#### Extracted entries
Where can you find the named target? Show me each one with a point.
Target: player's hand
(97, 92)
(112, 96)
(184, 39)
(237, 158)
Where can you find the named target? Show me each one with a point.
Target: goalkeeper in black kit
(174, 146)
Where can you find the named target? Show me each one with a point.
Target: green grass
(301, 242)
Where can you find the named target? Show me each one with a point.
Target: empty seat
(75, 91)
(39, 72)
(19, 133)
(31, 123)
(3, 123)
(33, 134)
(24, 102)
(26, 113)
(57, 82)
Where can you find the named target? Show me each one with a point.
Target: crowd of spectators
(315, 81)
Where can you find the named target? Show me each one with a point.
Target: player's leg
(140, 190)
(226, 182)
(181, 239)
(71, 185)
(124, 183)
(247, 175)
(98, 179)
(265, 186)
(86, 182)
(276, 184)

--

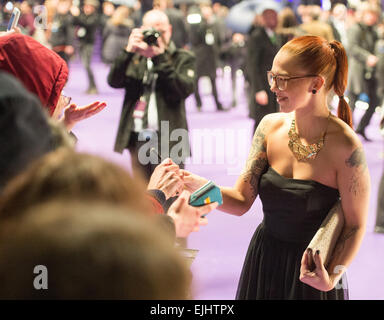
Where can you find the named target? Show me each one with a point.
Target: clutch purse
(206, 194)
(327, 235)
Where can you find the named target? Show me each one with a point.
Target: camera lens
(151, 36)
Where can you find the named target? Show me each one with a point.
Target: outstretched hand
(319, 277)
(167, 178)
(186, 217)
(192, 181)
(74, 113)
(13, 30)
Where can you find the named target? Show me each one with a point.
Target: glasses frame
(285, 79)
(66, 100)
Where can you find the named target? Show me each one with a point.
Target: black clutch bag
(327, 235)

* * *

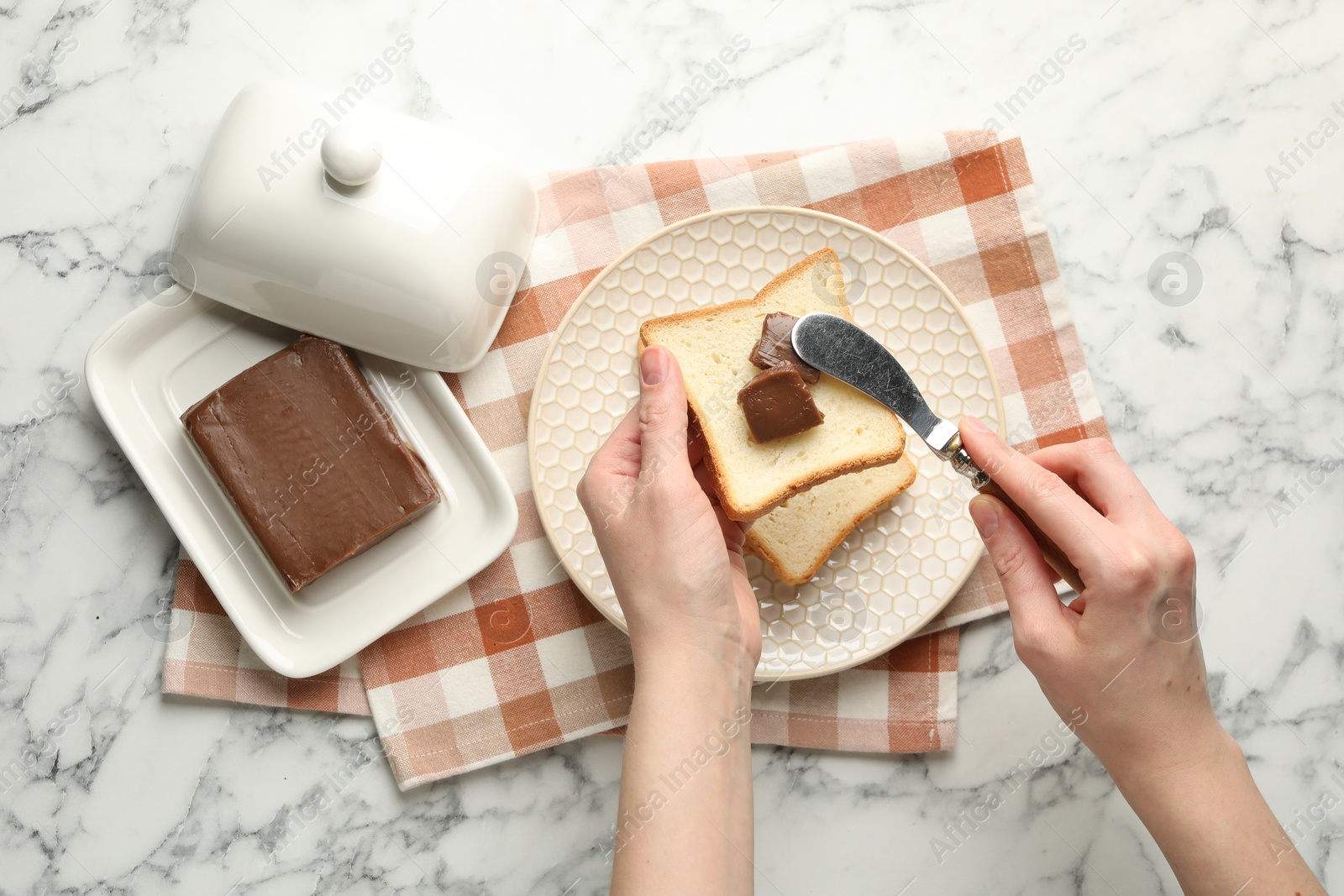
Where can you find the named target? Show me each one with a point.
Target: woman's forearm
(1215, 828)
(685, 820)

#### Directions
Find each line in the items above that contains the word "hand" and copy those lines out. Case counts, so match capitalization.

#### Finished exercise
Target: player's hand
Target: outstretched hand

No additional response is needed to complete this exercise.